(Rows from a pointing dataset)

--- BEGIN ---

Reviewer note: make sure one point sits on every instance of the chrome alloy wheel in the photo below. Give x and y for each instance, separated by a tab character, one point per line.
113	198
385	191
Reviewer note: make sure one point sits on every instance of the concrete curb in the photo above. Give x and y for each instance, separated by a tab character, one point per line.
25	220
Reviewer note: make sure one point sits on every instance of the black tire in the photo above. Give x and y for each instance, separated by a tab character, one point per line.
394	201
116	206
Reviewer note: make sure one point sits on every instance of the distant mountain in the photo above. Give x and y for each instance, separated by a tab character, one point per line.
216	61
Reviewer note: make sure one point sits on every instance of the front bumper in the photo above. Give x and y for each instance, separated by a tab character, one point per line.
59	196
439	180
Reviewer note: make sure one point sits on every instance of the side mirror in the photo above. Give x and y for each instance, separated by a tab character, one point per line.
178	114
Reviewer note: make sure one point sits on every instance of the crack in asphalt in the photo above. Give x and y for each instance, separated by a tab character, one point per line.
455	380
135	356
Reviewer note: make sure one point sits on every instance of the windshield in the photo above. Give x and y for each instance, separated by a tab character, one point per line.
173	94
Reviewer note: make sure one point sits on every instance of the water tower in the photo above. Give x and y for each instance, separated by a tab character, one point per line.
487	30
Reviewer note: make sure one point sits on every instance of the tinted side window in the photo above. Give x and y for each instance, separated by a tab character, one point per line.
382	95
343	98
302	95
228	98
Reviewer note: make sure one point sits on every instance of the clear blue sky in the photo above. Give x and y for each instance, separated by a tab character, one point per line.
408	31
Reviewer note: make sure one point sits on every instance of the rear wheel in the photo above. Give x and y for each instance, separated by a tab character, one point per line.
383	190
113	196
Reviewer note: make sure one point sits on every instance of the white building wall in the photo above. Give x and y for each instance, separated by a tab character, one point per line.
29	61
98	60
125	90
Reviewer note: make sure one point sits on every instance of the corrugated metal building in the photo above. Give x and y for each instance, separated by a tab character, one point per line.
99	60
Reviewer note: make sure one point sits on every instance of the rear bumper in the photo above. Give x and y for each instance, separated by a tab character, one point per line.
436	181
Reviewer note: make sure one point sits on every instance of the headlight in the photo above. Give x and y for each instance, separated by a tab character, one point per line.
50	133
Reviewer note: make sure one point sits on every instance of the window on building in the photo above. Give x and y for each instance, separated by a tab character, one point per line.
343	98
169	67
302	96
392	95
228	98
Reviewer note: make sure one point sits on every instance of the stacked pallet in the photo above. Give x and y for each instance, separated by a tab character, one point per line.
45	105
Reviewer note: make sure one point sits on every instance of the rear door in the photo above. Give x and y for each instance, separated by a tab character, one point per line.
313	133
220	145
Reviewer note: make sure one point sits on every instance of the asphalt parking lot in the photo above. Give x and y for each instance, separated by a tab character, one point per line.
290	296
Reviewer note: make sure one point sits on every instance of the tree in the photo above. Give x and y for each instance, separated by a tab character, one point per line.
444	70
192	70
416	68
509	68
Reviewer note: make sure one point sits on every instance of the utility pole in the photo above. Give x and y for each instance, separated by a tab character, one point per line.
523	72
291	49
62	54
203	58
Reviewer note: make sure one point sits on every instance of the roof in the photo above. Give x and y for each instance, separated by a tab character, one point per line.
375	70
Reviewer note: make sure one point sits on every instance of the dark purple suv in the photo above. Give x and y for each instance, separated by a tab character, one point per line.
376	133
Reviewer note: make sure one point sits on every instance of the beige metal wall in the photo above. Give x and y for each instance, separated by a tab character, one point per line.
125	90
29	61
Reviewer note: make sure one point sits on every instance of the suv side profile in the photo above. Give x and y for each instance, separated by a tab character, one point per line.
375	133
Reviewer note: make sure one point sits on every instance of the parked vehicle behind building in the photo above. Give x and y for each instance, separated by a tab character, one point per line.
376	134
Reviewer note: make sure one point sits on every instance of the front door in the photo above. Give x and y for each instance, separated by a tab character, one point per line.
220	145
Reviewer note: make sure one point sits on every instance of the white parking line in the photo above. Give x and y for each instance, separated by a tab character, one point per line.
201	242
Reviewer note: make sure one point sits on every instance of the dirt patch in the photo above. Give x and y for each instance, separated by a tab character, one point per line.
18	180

--- END ---

▶ _Given request_
Duplicate all of these items line for line, without changing anything.

▶ _Finished task_
Reviewer note: make sure one point sits on every instance of the chrome alloy wheel in the photo below. Give x and y for each instance, separated by a tab character, one point per line.
113	198
385	191
Reviewer note: make sure one point sits on every instance of the concrete curb in the photo above. Give x and y for each instance, separated by a tab character, one point per line.
25	220
Reviewer note: make sure one point sits on every instance of the black tire in the photo above. Give x and y for each instance, separated by a tab character, one point per line.
394	201
116	206
Reviewer note: make sure one point sits on every instance of the distant mountain in the photo above. Give x and y for each instance, separated by a tab character, one point per line.
216	61
Reviewer note: make sure one point sits on every instance of the front bumper in the photo above. Give x and y for each instance, separated by a tab character, one point per line.
59	196
439	180
Reviewer note: make sure one point sits on every instance of the side mirror in the photo above. Give x and y for each instance, separated by a tab character, one point per line.
178	114
Reviewer note: make sure one point sits on every instance of the crack in asphalt in the photo above. Give x and y for each instance, separated by a tab character, one point per line.
455	380
135	356
Reviewer note: make sure one point sits on every instance of the windshield in the photo above. Give x and y for each instance, separated by a tab character, one point per line.
173	94
Reviewer note: make sure one point sits on every instance of the water tower in the photo above. Give x and y for each instance, separated by a tab character, one point per line.
487	30
Reviewer note: make sure one point sits on every instance of the tinted side window in the photo above. Give x and y for each instance, separated by a tab character, one point per line.
382	95
343	98
302	95
228	98
Reviewer note: make sure one point sits on every instance of the clear blue sky in the photo above. Give x and y for each instance, separated by a tab character, one point per line.
408	31
Reviewer note: make sure one point sits on every instance of the rear wheel in the photo above. Give x and y for each instance, separated by a tab character, one point per line.
383	190
113	196
Reviewer note: make sure one point sits on every instance of the white building wall in the photo above. Give x and y for each instance, separated by a tab character, one point per line.
29	61
98	60
125	90
Reviewer note: make sure one point sits on every instance of the corrugated metal building in the photo above. Give x and y for each instance, separated by a tab character, one point per line.
99	60
Reviewer note: make sure one point sits on every instance of the rear bumper in the photo above. Give x and y for each instance, separated by a tab character, one point per line.
436	181
Reviewer note: make sure one point sits on every instance of the headlight in the photo above. Give x and y for each instance, separated by a tab character, one point per line.
50	133
Reviewer note: make sure one point sits on every instance of the window on building in the photo above. Give x and y for each instance, separated by a tab character, one point per line.
343	98
169	67
302	96
392	95
228	98
Reviewer note: make sure one point sits on every instance of the stacked pallet in the photo above. Give x and y for each instance, separated by a tab character, one point per line.
45	105
Reviewer note: make sure one point sits on every instance of the rear door in the photo above. Give x and y for each instance, separated by a tab character, one point per line.
313	133
220	145
Reviewer note: make sure one point sits on every instance of the asphalt parking lot in the photo above. Give x and y for each instance, separated by a tab character, one point per line.
290	296
Reviewer note: make sure one point sits on every instance of the tree in the photo above. Give x and y for each instance, separated by a tab character, one point per line.
444	70
192	70
416	68
509	68
Reviewer note: make sure one point sits on every instance of the utility pole in the photo above. Give x and y for each instance, separated by a tab character, one point per line.
523	72
291	49
62	54
203	58
Reviewer note: make sure one point sits on every instance of the roof in the photo above. Give x and y for each instance, separated by a tab character, one point per line.
375	70
Reviewer note: make sure one point sits on every instance of the dark purple suv in the photo above. Give x and y for each instance, separated by a tab character, one point per line.
376	133
Reviewer note: make sure one point sits on every instance of the beige metal wall in the photo above. Give x and y for each instance, separated by a tab character, one point per line.
125	90
29	61
Reviewer note: make sure one point sits on every instance of the suv side profile in the photo above. Give x and y for each instance, separated by a tab character, one point per line.
375	133
Reviewer note: make sure one point sits on every instance of the parked vehicle behind building in the photo above. Give x and y for each instance, separated by a tab character, one point per line.
376	134
Reviewer note: make sure one point sits on every instance of the front door in the photo above. Give x and y for each instance, separated by a tab character, one point per line.
220	145
Reviewer note: make sure one point sits on every instance of the white parking line in the photo above. Give x and y for each instance, separated by a tab character, one point per line.
201	242
Reviewer note: make sure one point sits on every instance of the dirt patch in the photo above. Give x and y for each instance, separated by a tab character, one point per line.
18	180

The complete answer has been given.